(Shape boundary entries)
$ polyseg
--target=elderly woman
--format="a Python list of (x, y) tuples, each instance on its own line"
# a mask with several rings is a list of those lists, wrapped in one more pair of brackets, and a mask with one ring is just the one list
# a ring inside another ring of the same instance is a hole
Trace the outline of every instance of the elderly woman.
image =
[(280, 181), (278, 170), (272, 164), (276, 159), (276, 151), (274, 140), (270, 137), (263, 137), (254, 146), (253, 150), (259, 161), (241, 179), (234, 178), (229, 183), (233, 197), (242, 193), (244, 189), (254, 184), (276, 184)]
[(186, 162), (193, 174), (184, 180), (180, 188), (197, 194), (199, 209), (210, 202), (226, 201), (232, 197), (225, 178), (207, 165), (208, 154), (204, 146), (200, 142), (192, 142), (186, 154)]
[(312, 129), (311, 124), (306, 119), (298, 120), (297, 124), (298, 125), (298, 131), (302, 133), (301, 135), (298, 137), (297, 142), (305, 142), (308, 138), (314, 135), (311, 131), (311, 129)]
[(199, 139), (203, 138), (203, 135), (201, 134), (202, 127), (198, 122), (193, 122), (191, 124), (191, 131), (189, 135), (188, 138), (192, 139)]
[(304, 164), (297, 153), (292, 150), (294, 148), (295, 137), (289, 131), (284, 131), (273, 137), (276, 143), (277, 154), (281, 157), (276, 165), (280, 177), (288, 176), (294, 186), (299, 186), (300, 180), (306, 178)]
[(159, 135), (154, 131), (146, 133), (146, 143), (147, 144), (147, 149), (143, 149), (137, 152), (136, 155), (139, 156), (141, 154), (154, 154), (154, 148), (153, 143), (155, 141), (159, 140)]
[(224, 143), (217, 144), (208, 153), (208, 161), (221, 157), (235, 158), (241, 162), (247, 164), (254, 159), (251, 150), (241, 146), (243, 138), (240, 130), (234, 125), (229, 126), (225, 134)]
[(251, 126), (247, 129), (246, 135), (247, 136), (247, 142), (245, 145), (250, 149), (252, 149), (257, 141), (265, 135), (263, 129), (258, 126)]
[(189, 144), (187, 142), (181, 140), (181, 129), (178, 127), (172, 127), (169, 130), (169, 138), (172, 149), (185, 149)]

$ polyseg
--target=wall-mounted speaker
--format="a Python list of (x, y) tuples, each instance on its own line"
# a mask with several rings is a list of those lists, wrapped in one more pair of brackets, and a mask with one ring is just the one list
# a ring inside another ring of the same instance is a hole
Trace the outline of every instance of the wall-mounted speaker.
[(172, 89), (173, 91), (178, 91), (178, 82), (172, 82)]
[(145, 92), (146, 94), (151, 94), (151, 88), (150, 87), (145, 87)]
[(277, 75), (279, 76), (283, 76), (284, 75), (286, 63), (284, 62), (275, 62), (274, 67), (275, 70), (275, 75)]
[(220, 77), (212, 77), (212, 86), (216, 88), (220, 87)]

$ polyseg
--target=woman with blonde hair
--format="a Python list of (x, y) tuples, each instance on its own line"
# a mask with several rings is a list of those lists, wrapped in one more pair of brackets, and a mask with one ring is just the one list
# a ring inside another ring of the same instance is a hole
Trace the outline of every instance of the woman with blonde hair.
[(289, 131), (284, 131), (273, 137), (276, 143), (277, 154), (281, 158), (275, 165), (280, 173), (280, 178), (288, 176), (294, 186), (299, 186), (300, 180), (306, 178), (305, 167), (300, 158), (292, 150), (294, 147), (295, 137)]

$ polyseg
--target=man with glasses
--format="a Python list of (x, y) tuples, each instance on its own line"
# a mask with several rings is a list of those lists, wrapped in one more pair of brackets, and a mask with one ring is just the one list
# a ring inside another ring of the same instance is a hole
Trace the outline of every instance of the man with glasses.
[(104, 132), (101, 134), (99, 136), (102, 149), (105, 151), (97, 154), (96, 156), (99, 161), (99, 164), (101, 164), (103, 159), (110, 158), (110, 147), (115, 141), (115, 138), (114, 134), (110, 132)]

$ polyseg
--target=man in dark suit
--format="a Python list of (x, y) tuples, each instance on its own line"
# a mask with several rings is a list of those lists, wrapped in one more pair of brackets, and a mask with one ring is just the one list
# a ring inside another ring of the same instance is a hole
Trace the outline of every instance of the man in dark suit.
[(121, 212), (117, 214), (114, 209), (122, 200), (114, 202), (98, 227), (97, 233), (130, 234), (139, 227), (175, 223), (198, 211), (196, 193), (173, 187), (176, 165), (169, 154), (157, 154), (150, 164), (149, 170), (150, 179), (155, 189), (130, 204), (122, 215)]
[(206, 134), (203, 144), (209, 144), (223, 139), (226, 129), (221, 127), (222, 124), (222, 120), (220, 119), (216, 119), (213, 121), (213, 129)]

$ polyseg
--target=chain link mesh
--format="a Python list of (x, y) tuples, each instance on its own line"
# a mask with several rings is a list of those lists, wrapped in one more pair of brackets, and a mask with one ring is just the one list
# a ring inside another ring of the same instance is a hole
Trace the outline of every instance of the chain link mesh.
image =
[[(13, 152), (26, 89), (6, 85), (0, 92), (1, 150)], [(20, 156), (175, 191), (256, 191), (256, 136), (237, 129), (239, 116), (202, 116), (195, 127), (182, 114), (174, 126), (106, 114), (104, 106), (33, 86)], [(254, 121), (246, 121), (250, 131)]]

DIRECTIONS
Present every line of the entries above as a numbered list, skipping the blank lines.

EXERCISE SOLUTION
1. $ polyseg
2. --target=elderly woman
3. --format="a Python list of (x, y) tuples, each instance on its own line"
4. # a mask with several rings is a list of those lists, wrapped in one more pair of brackets, and a mask with one ring is just the one list
5. # a ring inside another ring of the same instance is a hole
6. Trace the outline of every instance of the elderly woman.
7. image =
8. [(280, 181), (278, 170), (272, 164), (276, 159), (276, 151), (274, 140), (270, 137), (263, 137), (254, 146), (253, 150), (259, 161), (241, 179), (234, 178), (229, 183), (233, 197), (242, 193), (244, 189), (254, 184), (276, 184)]
9. [(186, 162), (193, 174), (184, 180), (180, 188), (197, 194), (199, 209), (210, 202), (226, 201), (232, 197), (225, 178), (207, 165), (208, 154), (204, 146), (200, 142), (192, 142), (186, 154)]
10. [(312, 129), (311, 124), (306, 119), (298, 120), (297, 124), (298, 125), (298, 131), (302, 133), (301, 135), (298, 137), (297, 142), (305, 142), (308, 138), (314, 135), (311, 131), (311, 129)]
11. [(199, 139), (203, 138), (203, 135), (201, 134), (202, 127), (198, 122), (193, 122), (191, 124), (191, 131), (189, 135), (188, 138), (192, 139)]
12. [(304, 164), (297, 153), (292, 150), (294, 148), (295, 137), (289, 131), (284, 131), (273, 137), (276, 143), (277, 154), (281, 157), (276, 165), (280, 177), (288, 176), (294, 186), (299, 186), (300, 180), (306, 178)]
13. [(159, 135), (154, 131), (146, 133), (146, 143), (147, 144), (147, 149), (143, 149), (137, 152), (136, 155), (139, 156), (141, 154), (154, 154), (154, 148), (153, 143), (155, 141), (159, 140)]
14. [(224, 143), (217, 144), (208, 153), (208, 161), (221, 157), (235, 158), (241, 162), (247, 164), (254, 159), (251, 150), (241, 146), (243, 138), (240, 130), (234, 125), (229, 126), (225, 134)]
15. [(251, 126), (247, 129), (246, 135), (247, 136), (247, 142), (245, 145), (250, 149), (252, 149), (257, 141), (265, 135), (263, 129), (258, 126)]
16. [(189, 144), (187, 142), (181, 140), (181, 129), (178, 127), (172, 127), (169, 130), (169, 138), (172, 149), (185, 149)]
17. $ polyseg
18. --target=wall-mounted speaker
19. --format="a Python list of (x, y) tuples, each instance on its own line"
20. # a mask with several rings is a list of those lists, wrapped in one more pair of brackets, and a mask with one ring is just the one list
21. # a ring inside another ring of the same instance is a hole
22. Trace the outline of every instance of the wall-mounted speaker.
23. [(172, 89), (173, 91), (178, 91), (178, 82), (172, 82)]
24. [(145, 92), (146, 94), (151, 94), (151, 88), (150, 87), (145, 87)]
25. [(277, 75), (279, 76), (283, 76), (284, 75), (286, 63), (284, 62), (275, 62), (274, 67), (275, 70), (275, 75)]
26. [(220, 77), (212, 77), (212, 86), (216, 88), (220, 87)]
27. $ polyseg
28. --target=woman with blonde hair
29. --format="a Python list of (x, y) tuples, each instance on its own line"
30. # a mask with several rings is a list of those lists, wrapped in one more pair of brackets, and a mask with one ring is just the one list
31. # a ring inside another ring of the same instance is a hole
32. Trace the outline of every instance of the woman with blonde hair.
33. [(289, 131), (284, 131), (273, 137), (276, 143), (277, 154), (281, 158), (275, 165), (280, 173), (280, 178), (288, 176), (294, 186), (299, 186), (300, 180), (306, 178), (305, 167), (300, 158), (292, 150), (294, 147), (295, 137)]
34. $ polyseg
35. --target=man with glasses
36. --format="a Python list of (x, y) tuples, each instance on its own line"
37. # a mask with several rings is a list of those lists, wrapped in one more pair of brackets, and a mask with one ring is just the one list
38. # a ring inside another ring of the same instance is a hole
39. Trace the outline of every instance of the man with glasses.
40. [(104, 132), (101, 134), (99, 136), (102, 149), (105, 151), (97, 154), (96, 156), (99, 161), (99, 164), (101, 164), (103, 159), (110, 158), (110, 147), (115, 141), (115, 138), (114, 134), (110, 132)]
41. $ polyseg
42. --target=man in dark suit
43. --format="a Python list of (x, y) tuples, each instance on its own line"
44. # a mask with several rings is a list of those lists, wrapped in one more pair of brackets, and a mask with one ring is just the one list
45. # a ring inside another ring of the same instance is a hole
46. Trace the outline of every instance of the man in dark suit.
47. [(121, 212), (117, 214), (114, 209), (122, 200), (114, 202), (98, 227), (97, 233), (130, 234), (139, 227), (175, 223), (198, 211), (196, 193), (173, 187), (176, 165), (169, 154), (157, 154), (150, 164), (149, 170), (150, 179), (155, 189), (130, 204), (122, 215)]
48. [(206, 134), (203, 144), (209, 144), (223, 139), (226, 129), (221, 127), (222, 124), (222, 120), (220, 119), (216, 119), (213, 121), (213, 129)]
49. $ polyseg
50. --target=chain link mesh
51. --format="a Python list of (x, y) tuples, each instance on its own line"
52. # a mask with several rings is a list of those lists, wrapped in one more pair of brackets, and a mask with one ring is just the one list
53. # a ring inside another ring of the same instance is a hole
54. Trace the outline of every instance of the chain link mesh.
55. image =
56. [[(13, 152), (26, 89), (6, 85), (0, 92), (1, 150)], [(20, 156), (175, 191), (256, 191), (256, 136), (237, 129), (239, 116), (202, 116), (195, 127), (182, 114), (174, 126), (106, 114), (104, 106), (33, 86)], [(254, 121), (246, 121), (250, 131)]]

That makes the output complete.